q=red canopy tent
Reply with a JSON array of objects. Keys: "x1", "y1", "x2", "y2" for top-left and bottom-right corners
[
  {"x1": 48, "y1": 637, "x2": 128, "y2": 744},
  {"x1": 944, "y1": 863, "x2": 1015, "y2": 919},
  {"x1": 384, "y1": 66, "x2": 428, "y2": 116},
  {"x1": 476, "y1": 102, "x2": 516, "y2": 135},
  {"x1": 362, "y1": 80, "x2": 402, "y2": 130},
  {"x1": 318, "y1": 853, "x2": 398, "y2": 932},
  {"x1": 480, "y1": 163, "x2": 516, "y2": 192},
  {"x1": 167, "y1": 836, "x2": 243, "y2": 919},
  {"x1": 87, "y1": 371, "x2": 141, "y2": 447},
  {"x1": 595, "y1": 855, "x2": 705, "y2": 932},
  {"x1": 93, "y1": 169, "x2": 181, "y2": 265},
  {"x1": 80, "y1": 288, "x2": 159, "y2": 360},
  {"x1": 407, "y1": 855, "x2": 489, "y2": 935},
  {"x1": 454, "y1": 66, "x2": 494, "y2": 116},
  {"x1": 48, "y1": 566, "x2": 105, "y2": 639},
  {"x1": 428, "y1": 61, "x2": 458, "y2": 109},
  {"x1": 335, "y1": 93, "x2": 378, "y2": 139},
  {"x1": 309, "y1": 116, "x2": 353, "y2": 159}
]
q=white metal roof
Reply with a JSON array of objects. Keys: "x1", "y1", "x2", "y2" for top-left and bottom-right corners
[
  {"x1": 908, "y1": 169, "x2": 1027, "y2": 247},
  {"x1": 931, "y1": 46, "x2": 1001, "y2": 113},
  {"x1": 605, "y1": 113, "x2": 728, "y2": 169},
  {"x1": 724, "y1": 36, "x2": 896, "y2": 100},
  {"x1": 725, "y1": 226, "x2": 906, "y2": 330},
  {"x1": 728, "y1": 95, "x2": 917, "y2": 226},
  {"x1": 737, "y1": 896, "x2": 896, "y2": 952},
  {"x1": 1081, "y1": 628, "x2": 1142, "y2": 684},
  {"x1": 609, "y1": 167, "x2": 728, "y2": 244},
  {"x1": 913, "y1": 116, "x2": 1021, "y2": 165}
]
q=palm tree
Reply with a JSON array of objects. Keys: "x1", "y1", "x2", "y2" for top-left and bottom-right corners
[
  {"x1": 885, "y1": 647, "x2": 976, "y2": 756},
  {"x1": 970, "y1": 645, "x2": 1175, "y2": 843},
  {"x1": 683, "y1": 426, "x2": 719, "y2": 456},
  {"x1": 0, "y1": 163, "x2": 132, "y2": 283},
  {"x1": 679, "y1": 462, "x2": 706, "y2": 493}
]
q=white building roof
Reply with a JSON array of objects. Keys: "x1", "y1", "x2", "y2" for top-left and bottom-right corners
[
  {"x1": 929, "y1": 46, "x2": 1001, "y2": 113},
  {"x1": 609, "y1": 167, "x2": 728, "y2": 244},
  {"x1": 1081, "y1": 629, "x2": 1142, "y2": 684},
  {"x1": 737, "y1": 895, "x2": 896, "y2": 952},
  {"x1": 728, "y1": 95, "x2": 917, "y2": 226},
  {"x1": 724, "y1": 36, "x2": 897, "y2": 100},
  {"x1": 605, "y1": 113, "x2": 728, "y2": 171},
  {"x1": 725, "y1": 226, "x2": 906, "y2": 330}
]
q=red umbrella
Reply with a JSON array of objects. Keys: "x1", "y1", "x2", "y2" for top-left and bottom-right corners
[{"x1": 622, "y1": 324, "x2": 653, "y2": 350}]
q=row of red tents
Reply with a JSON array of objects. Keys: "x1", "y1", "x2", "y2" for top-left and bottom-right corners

* **Stated problem**
Recite the full listing above exactly.

* **Answer to the exercise**
q=red canopy tent
Reply with a JSON array of objects. Keys: "x1", "y1", "x2", "y2" for top-left and bottom-right corners
[
  {"x1": 48, "y1": 637, "x2": 128, "y2": 744},
  {"x1": 944, "y1": 863, "x2": 1015, "y2": 919},
  {"x1": 384, "y1": 66, "x2": 428, "y2": 116},
  {"x1": 476, "y1": 102, "x2": 516, "y2": 135},
  {"x1": 362, "y1": 80, "x2": 402, "y2": 130},
  {"x1": 318, "y1": 853, "x2": 398, "y2": 932},
  {"x1": 480, "y1": 163, "x2": 516, "y2": 192},
  {"x1": 167, "y1": 836, "x2": 243, "y2": 919},
  {"x1": 87, "y1": 371, "x2": 141, "y2": 447},
  {"x1": 595, "y1": 855, "x2": 705, "y2": 932},
  {"x1": 93, "y1": 169, "x2": 181, "y2": 265},
  {"x1": 80, "y1": 288, "x2": 159, "y2": 360},
  {"x1": 407, "y1": 855, "x2": 489, "y2": 935},
  {"x1": 454, "y1": 66, "x2": 494, "y2": 116},
  {"x1": 48, "y1": 566, "x2": 105, "y2": 639},
  {"x1": 428, "y1": 61, "x2": 458, "y2": 109},
  {"x1": 335, "y1": 93, "x2": 378, "y2": 139},
  {"x1": 309, "y1": 116, "x2": 353, "y2": 159}
]
q=white metal roof
Reply with a JSON array of objects. Keys: "x1", "y1", "x2", "y2" for top-left and bottom-right corners
[
  {"x1": 908, "y1": 169, "x2": 1027, "y2": 247},
  {"x1": 931, "y1": 46, "x2": 1001, "y2": 113},
  {"x1": 605, "y1": 113, "x2": 728, "y2": 169},
  {"x1": 724, "y1": 36, "x2": 896, "y2": 100},
  {"x1": 725, "y1": 226, "x2": 906, "y2": 330},
  {"x1": 728, "y1": 95, "x2": 917, "y2": 226},
  {"x1": 737, "y1": 896, "x2": 896, "y2": 952},
  {"x1": 1081, "y1": 628, "x2": 1142, "y2": 684},
  {"x1": 609, "y1": 167, "x2": 728, "y2": 244},
  {"x1": 913, "y1": 116, "x2": 1021, "y2": 165}
]
q=palm tree
Reply with a JSON array of objects. Keys: "x1", "y1", "x2", "y2" for top-left and bottom-right corners
[
  {"x1": 885, "y1": 647, "x2": 976, "y2": 756},
  {"x1": 970, "y1": 645, "x2": 1175, "y2": 843},
  {"x1": 683, "y1": 426, "x2": 719, "y2": 456},
  {"x1": 0, "y1": 163, "x2": 132, "y2": 283},
  {"x1": 679, "y1": 462, "x2": 706, "y2": 493}
]
q=white building roof
Reply with a JSON array of objects. Keys: "x1", "y1", "x2", "y2" for top-left and bottom-right corners
[
  {"x1": 929, "y1": 46, "x2": 1001, "y2": 113},
  {"x1": 609, "y1": 167, "x2": 728, "y2": 244},
  {"x1": 1081, "y1": 629, "x2": 1142, "y2": 684},
  {"x1": 737, "y1": 895, "x2": 896, "y2": 952},
  {"x1": 728, "y1": 95, "x2": 917, "y2": 226},
  {"x1": 724, "y1": 36, "x2": 897, "y2": 100},
  {"x1": 605, "y1": 113, "x2": 728, "y2": 171},
  {"x1": 725, "y1": 226, "x2": 906, "y2": 330}
]
q=red umbrella
Reply with a JSON array of objects. Keys: "x1", "y1", "x2", "y2" for top-left and bottom-right corners
[{"x1": 622, "y1": 324, "x2": 653, "y2": 350}]
q=row of red tents
Reply with a JSON array of objects. Keys: "x1", "y1", "x2", "y2" for top-left and bottom-right corners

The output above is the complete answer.